● **Your task**
Exactly the lines from the one containing "Please drop a marker on the window with" through the end of the data below are to be reproduced, and nothing besides them.

● **Listed entries**
-*-

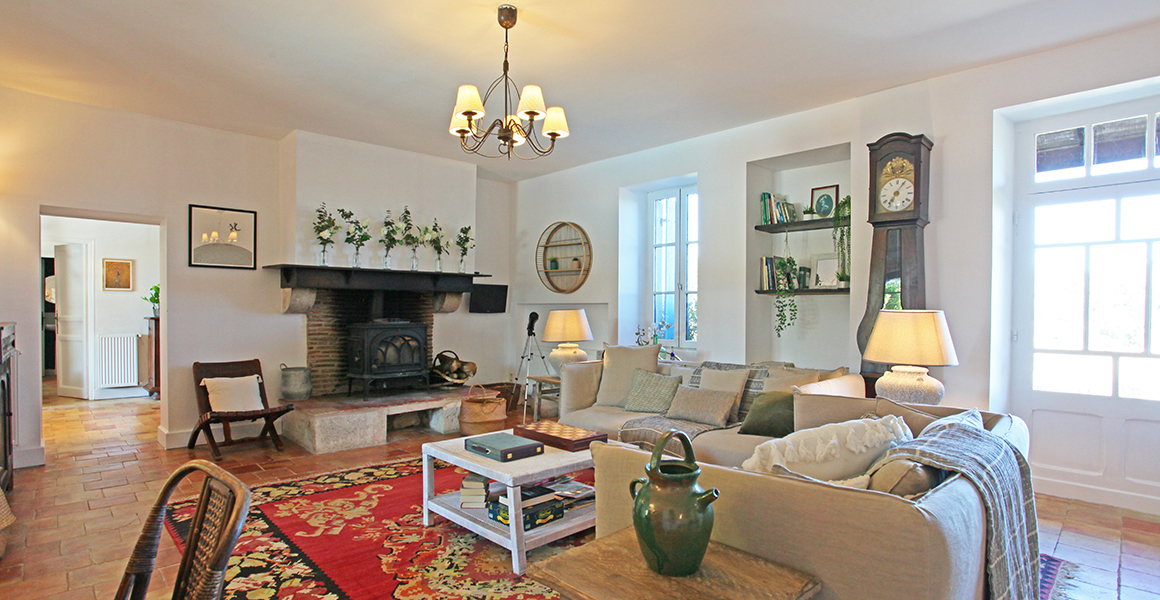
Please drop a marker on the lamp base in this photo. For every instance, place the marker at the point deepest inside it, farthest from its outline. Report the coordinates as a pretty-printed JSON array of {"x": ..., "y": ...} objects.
[
  {"x": 564, "y": 354},
  {"x": 910, "y": 384}
]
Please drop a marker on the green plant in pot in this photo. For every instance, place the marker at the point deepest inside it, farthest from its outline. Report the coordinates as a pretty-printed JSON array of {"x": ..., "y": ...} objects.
[
  {"x": 154, "y": 298},
  {"x": 841, "y": 236}
]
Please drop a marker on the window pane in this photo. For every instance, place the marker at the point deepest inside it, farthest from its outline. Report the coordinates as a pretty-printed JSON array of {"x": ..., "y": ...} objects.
[
  {"x": 1119, "y": 145},
  {"x": 1138, "y": 378},
  {"x": 1116, "y": 297},
  {"x": 690, "y": 318},
  {"x": 665, "y": 311},
  {"x": 694, "y": 217},
  {"x": 1059, "y": 154},
  {"x": 1075, "y": 223},
  {"x": 1139, "y": 217},
  {"x": 1058, "y": 319},
  {"x": 664, "y": 268},
  {"x": 690, "y": 262},
  {"x": 665, "y": 221},
  {"x": 1071, "y": 374}
]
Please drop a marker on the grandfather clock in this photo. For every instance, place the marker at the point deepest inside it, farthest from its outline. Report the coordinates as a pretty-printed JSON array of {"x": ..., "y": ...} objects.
[{"x": 899, "y": 208}]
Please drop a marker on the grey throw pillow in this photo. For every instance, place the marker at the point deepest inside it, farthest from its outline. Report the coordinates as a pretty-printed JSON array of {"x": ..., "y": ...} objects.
[
  {"x": 697, "y": 405},
  {"x": 651, "y": 392}
]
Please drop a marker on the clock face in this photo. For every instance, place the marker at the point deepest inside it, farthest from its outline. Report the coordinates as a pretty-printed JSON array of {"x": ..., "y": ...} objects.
[{"x": 897, "y": 194}]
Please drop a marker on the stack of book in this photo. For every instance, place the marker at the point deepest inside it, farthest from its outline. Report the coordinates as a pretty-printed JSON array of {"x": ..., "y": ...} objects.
[{"x": 473, "y": 491}]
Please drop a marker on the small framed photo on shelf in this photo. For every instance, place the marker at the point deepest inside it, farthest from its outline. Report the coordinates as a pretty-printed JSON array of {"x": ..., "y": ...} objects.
[
  {"x": 118, "y": 274},
  {"x": 824, "y": 200},
  {"x": 825, "y": 272},
  {"x": 223, "y": 238}
]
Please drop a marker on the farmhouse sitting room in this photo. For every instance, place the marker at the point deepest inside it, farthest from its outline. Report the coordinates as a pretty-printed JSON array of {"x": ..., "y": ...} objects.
[{"x": 776, "y": 300}]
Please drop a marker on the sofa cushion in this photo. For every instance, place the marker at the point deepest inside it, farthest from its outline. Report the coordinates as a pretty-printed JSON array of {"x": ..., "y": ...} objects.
[
  {"x": 725, "y": 447},
  {"x": 621, "y": 362},
  {"x": 771, "y": 416},
  {"x": 905, "y": 477},
  {"x": 651, "y": 392},
  {"x": 915, "y": 419},
  {"x": 603, "y": 419},
  {"x": 814, "y": 410},
  {"x": 834, "y": 452},
  {"x": 702, "y": 405}
]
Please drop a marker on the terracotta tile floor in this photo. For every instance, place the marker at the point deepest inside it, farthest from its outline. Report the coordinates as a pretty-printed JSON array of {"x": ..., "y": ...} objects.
[{"x": 80, "y": 514}]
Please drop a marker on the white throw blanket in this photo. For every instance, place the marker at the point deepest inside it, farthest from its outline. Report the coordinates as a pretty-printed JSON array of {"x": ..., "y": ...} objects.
[{"x": 1003, "y": 479}]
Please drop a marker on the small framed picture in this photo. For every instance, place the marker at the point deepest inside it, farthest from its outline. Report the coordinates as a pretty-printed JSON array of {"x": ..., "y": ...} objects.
[
  {"x": 825, "y": 270},
  {"x": 223, "y": 238},
  {"x": 118, "y": 274},
  {"x": 824, "y": 200}
]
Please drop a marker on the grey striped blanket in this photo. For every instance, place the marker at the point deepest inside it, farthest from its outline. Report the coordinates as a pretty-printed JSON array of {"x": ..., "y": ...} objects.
[{"x": 1003, "y": 479}]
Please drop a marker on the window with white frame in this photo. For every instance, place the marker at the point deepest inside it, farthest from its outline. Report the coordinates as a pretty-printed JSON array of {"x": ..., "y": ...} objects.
[
  {"x": 674, "y": 265},
  {"x": 1092, "y": 253}
]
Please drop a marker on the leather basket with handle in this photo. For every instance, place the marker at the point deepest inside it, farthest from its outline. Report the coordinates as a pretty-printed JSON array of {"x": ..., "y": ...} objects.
[{"x": 480, "y": 412}]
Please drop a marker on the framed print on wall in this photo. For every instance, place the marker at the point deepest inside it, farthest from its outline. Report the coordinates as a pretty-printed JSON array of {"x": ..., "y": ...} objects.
[
  {"x": 223, "y": 238},
  {"x": 118, "y": 274},
  {"x": 824, "y": 200}
]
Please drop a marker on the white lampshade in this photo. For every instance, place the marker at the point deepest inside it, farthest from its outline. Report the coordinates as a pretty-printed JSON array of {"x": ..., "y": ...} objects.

-*-

● **Written answer**
Please drop a marker on the window with white frame in this photo. For every instance, place the marker at the point deepest inside it, farthest from its outline. Report the coordinates as a pretty-printed JSON array of {"x": ..., "y": ...} objects.
[
  {"x": 674, "y": 265},
  {"x": 1092, "y": 253}
]
Please drop a marker on the leather basket with handle in this photo. For every instance, place the marker at the point deepest inside it, farthest from its outline. Report the coordinates as a pretty-printed JSON array of {"x": ..., "y": ...} objects.
[{"x": 480, "y": 412}]
Please drop a marker on the framed print on wall in this photo. For every instance, place the marker at the point deepest inside it, farthest from its outline. Report the coordinates as a pretty-printed JSON array of {"x": ..., "y": ...} objects.
[
  {"x": 223, "y": 238},
  {"x": 118, "y": 274},
  {"x": 824, "y": 200}
]
Please drop a marker on the white lampshade in this photo. For every instance, place the marker at the point deepest inside it, farthest from its outline. Report the coordinates as a pretty-printed JSON array of {"x": ..., "y": ...} objects.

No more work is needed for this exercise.